What should I discuss with my healthcare provider before using corticotropin?
You should not use corticotropin if you are allergic to it, or if you have:
- a fungal infection anywhere in your body;
- herpes infection of the eyes;
- untreated or uncontrolled high blood pressure;
- adrenal insufficiency (Addison's disease);
- a past or present stomach ulcer;
- congestive heart failure;
- if you are allergic to pork proteins;
- if you have recently had surgery; or
- if you are scheduled to receive a vaccine.
Corticotropin can worsen an infection you already have, or reactivate an infection you recently had. Before using this medicine, tell your doctor about any illness or infection you have had within the past several weeks.
Corticotropin should not be used in a child younger than 2 who has an infection that was passed from the mother during pregnancy or childbirth.
Tell your doctor if you have ever had:
- high blood pressure, heart problems;
- liver disease (such as cirrhosis);
- kidney disease;
- a thyroid disorder;
- a muscle disorder such as myasthenia gravis;
- glaucoma or cataracts;
- depression or mental illness;
- a stomach or intestinal disorder; or
- a condition for which you take a diuretic or "water pill."
Corticotropin may harm an unborn baby. Tell your doctor if you are pregnant or plan to become pregnant.
You should not breastfeed while using corticotropin.
Do not give this medicine to a child without medical advice.
How is corticotropin given?
Follow all directions on your prescription label and read all medication guides or instruction sheets. Your doctor may occasionally change your dose. Use the medicine exactly as directed.

DATA EXTRACT -

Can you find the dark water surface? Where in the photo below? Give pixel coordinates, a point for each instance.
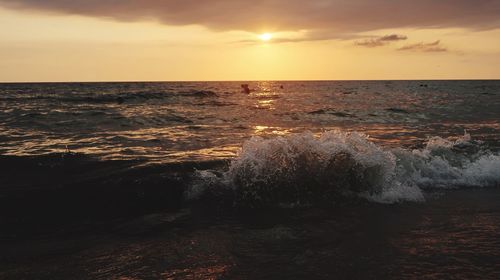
(297, 180)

COMPLETE THE FOLLOWING -
#1 According to the corticotropin text, which animal's proteins, if a person is allergic to them, rule out using the medicine?
#2 Pick up the corticotropin text after its final sentence and write what comes next.

TASK RESPONSES -
#1 Pork proteins.

#2
Corticotropin is injected into a muscle or under the skin. A healthcare provider may teach you how to properly use the medication by yourself.
Read and carefully follow any Instructions for Use provided with your medicine. Ask your doctor or pharmacist if you don't understand all instructions. Prepare an injection only when you are ready to give it.
Your dose needs may change during times of stress, serious illness, surgery or medical emergency. Tell your doctor if any of these situations affect you. Do not change your dose or dosing schedule without your doctor's advice.
Corticotropin doses are based on body surface area (height and weight). Your dose needs may change if you gain or lose weight or if you are still growing.
In some people, corticotropin can trigger an immune response to the medicine, making it less effective. Call your doctor if your condition gets worse or if it seems like this medicine does not work as well.
If you use this medicine long-term, you may need frequent medical tests, including bone scans to check for osteoporosis.
You should not stop using corticotropin suddenly. Follow your doctor's instructions about tapering your dose.
Store in the refrigerator. Take the medication out of the refrigerator and allow it to reach room temperature before preparing your dose.
Use a needle and syringe only once and then place them in a puncture-proof "sharps" container. Follow state or local laws about how to dispose of this container. Keep it out of the reach of children and pets.
What happens if I miss a dose?
Call your doctor for instructions if you miss a dose of corticotropin.
What happens if I overdose?
Seek emergency medical attention or call the Poison Help line at 1-800-222-1222.
What should I avoid while using corticotropin?
Do not receive a "live" vaccine while using corticotropin. The vaccine may not work as well and may not fully protect you from disease. Live vaccines include measles, mumps, rubella (MMR), polio, rotavirus, typhoid, yellow fever, varicella (chickenpox), zoster (shingles), and nasal flu (influenza) vaccine.
What other drugs will affect corticotropin?
Other drugs may affect corticotropin, including prescription and over-the-counter medicines, vitamins, and herbal products. Tell your doctor about all your current medicines and any medicine you start or stop using.
Where can I get more information?
Your doctor or pharmacist can provide more information about corticotropin.